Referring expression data
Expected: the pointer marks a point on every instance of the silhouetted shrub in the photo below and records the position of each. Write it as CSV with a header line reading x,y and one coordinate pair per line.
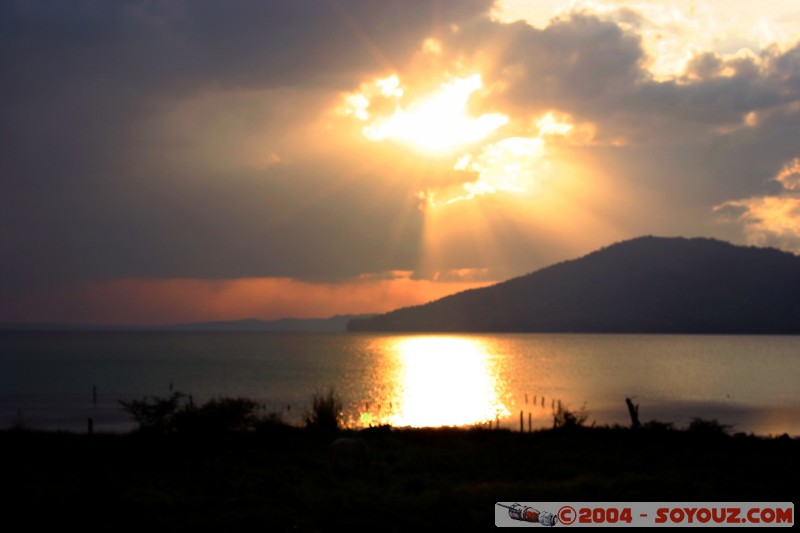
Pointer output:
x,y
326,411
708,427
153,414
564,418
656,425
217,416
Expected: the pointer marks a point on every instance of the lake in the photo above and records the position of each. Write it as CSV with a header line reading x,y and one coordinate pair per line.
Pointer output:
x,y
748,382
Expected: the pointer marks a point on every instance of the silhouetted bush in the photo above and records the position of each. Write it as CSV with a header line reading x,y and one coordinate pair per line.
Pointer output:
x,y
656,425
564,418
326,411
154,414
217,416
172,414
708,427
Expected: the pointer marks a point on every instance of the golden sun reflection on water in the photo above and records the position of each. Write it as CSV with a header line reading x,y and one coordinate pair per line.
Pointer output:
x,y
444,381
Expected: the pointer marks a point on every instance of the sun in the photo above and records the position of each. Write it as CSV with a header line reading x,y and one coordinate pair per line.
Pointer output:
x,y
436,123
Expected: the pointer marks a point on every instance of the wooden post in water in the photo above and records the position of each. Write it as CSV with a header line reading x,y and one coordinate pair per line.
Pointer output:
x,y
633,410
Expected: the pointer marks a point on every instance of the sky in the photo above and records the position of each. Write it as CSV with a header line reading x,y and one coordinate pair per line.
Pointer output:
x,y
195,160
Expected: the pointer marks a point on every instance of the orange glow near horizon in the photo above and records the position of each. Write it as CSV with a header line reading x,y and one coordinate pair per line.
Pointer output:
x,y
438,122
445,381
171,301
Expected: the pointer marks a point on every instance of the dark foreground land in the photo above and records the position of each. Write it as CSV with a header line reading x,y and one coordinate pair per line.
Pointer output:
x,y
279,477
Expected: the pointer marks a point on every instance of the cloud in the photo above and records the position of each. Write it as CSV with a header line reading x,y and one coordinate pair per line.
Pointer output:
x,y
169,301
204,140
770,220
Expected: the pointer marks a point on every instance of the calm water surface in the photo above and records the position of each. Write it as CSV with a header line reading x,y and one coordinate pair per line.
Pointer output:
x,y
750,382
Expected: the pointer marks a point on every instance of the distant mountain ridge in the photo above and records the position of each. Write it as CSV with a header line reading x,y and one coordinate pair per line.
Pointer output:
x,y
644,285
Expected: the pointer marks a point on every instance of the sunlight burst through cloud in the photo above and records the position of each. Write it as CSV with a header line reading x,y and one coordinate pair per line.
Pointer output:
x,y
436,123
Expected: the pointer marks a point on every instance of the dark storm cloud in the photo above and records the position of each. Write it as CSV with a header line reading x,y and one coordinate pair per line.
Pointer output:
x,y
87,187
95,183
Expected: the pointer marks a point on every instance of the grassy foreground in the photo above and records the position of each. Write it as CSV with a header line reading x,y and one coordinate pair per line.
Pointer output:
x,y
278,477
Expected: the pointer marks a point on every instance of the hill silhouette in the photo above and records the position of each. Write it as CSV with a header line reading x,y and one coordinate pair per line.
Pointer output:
...
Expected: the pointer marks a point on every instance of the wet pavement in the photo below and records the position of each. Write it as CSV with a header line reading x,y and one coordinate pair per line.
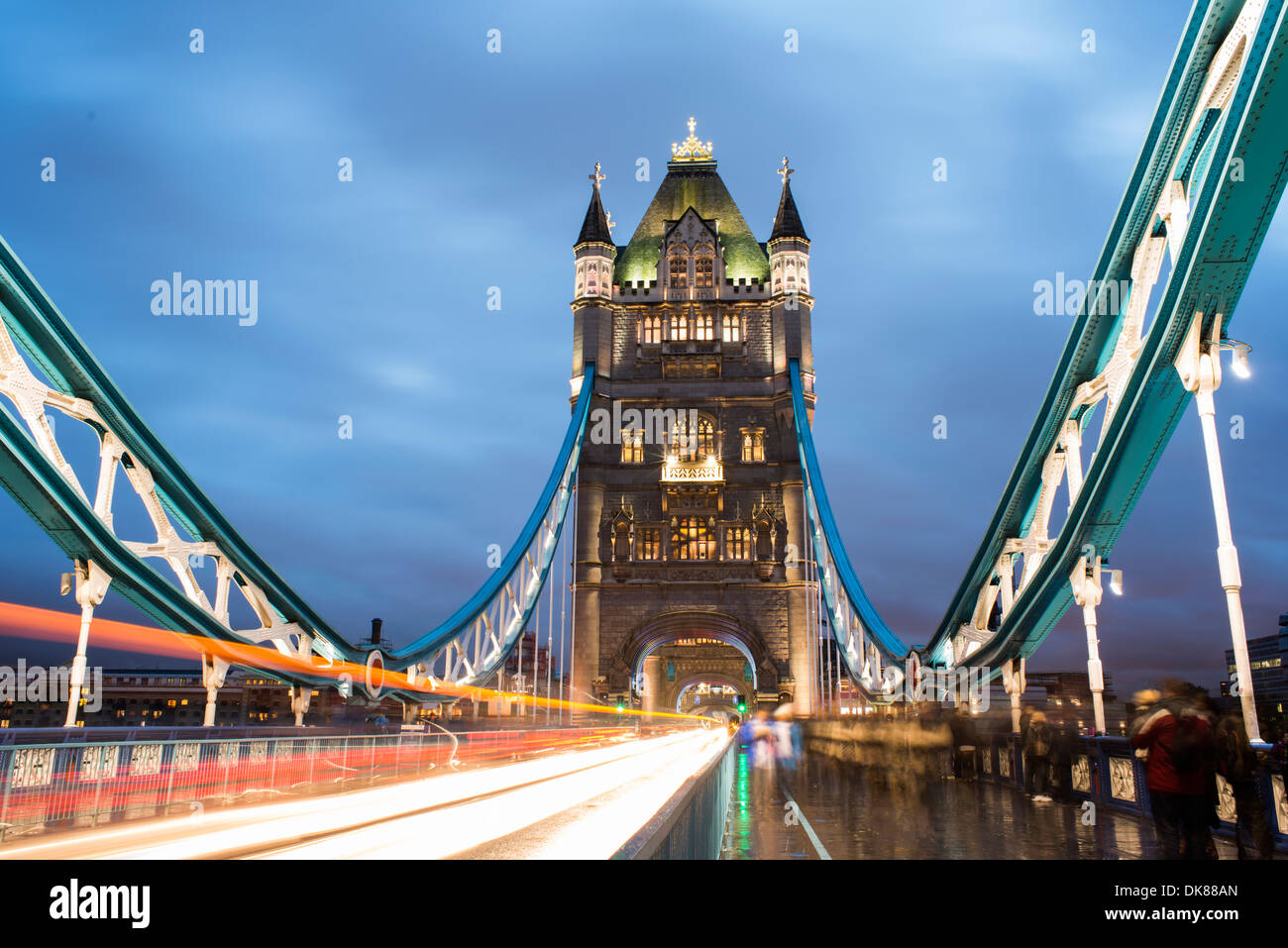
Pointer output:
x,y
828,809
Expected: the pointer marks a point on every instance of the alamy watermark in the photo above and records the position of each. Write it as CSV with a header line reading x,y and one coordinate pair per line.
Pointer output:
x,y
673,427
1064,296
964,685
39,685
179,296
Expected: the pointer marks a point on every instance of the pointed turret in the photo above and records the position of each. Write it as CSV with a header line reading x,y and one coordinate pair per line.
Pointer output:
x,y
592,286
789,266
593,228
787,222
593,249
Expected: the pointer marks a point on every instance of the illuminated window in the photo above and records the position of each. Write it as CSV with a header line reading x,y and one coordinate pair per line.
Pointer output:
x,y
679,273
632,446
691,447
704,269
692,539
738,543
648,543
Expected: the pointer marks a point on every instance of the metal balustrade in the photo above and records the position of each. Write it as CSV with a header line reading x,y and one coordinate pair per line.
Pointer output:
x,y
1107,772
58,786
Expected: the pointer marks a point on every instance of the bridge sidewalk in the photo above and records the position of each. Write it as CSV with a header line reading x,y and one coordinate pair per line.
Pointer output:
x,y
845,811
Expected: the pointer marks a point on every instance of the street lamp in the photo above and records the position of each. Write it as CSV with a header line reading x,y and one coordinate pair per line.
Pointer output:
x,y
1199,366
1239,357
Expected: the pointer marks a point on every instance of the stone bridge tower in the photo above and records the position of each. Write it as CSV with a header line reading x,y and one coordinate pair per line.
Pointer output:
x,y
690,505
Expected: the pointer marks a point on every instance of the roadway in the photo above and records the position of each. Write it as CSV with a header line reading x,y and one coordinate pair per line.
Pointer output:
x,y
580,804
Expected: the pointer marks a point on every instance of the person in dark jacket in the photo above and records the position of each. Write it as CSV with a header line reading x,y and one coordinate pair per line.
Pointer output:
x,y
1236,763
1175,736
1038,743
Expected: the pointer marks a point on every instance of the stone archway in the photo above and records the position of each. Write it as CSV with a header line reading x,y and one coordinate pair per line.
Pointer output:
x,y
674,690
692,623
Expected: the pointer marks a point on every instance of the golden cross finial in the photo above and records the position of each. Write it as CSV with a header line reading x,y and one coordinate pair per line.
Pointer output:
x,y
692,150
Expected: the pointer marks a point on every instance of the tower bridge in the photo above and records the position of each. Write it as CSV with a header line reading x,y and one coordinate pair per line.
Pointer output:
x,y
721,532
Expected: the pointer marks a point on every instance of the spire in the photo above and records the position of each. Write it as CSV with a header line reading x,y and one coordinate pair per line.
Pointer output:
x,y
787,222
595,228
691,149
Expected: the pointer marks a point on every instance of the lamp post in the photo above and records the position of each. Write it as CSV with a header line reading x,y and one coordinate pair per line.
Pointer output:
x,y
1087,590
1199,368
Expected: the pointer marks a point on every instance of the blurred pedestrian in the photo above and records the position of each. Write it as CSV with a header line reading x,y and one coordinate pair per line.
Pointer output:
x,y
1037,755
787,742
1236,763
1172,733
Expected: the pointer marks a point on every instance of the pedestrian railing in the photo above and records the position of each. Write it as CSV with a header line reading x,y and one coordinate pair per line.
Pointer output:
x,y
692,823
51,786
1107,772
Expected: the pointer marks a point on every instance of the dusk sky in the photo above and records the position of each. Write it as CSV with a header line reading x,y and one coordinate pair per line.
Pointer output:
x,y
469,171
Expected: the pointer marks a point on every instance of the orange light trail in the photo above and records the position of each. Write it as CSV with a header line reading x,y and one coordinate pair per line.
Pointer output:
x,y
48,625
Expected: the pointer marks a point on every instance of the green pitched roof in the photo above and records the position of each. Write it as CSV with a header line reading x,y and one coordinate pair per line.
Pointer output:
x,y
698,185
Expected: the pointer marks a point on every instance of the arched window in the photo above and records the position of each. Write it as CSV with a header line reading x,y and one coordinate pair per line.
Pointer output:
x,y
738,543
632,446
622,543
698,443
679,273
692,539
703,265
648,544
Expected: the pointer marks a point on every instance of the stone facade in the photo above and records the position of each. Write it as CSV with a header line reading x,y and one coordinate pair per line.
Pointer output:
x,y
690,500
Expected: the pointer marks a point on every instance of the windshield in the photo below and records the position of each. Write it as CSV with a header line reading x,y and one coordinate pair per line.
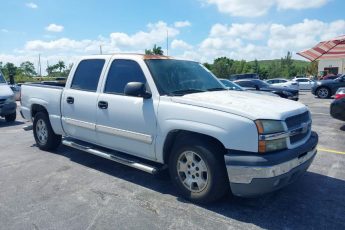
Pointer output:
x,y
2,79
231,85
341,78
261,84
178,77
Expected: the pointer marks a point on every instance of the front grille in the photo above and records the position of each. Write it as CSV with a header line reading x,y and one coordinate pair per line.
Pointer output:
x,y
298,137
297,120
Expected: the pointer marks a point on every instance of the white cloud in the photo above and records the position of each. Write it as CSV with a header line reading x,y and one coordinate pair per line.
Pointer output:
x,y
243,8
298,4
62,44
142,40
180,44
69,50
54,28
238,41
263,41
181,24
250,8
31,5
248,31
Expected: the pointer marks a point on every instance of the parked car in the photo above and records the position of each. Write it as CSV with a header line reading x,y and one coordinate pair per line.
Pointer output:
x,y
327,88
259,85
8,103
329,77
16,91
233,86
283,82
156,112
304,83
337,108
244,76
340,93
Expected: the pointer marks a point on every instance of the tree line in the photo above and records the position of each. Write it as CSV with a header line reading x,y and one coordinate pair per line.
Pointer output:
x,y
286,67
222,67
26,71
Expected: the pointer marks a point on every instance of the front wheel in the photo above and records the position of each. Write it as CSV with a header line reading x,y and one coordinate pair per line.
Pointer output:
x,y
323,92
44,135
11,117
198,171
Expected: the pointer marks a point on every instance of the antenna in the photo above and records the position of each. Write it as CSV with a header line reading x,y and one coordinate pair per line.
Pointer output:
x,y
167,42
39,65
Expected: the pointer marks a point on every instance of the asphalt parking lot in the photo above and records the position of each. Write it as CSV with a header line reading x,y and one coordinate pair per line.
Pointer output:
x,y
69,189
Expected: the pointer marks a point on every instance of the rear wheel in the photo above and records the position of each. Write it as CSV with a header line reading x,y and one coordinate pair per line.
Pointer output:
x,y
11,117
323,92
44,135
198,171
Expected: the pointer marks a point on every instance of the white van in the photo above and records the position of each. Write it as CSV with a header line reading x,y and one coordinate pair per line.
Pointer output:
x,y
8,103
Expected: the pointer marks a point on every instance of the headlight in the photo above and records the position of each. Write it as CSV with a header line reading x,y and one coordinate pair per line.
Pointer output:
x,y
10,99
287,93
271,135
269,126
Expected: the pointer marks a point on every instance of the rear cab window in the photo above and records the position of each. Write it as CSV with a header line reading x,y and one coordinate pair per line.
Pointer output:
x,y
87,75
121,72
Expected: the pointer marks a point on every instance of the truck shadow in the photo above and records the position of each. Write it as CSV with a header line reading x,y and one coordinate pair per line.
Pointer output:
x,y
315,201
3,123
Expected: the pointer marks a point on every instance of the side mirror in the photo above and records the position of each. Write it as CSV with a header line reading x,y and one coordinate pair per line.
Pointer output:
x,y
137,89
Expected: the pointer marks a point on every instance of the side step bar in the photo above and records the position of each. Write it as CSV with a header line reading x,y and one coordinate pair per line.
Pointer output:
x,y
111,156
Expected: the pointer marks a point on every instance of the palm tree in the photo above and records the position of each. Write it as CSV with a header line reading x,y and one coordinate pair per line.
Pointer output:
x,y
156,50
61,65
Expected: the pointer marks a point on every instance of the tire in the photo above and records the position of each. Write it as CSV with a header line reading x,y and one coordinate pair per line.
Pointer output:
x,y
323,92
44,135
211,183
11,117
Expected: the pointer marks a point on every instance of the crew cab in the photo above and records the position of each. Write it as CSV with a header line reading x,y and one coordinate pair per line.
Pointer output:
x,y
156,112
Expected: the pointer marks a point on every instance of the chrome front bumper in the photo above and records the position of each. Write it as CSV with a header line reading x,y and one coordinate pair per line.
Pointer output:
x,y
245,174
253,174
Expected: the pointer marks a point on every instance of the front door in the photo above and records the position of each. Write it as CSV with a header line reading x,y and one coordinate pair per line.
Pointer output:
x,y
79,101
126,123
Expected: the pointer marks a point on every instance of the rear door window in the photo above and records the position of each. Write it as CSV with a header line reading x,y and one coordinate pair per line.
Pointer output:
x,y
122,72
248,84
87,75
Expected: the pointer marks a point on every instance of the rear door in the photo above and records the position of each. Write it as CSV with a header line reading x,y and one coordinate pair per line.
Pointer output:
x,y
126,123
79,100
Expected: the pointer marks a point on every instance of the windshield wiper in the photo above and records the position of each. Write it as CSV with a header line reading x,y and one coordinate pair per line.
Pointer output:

Exercise prompt →
Each line above that contains the word "tower" should be copied.

Answer space →
Expected: the pointer marks a point on every instance of the stone bridge tower in the photo above and records the position of each. Write it as CSV with a header line reading x,y and one coordinate pair per line.
Expected: the pointer marks a point on every instance of the tower bridge in the photo above and records the position of each. Write it as CSV with a header line reading x,y and one coordinate pair per line.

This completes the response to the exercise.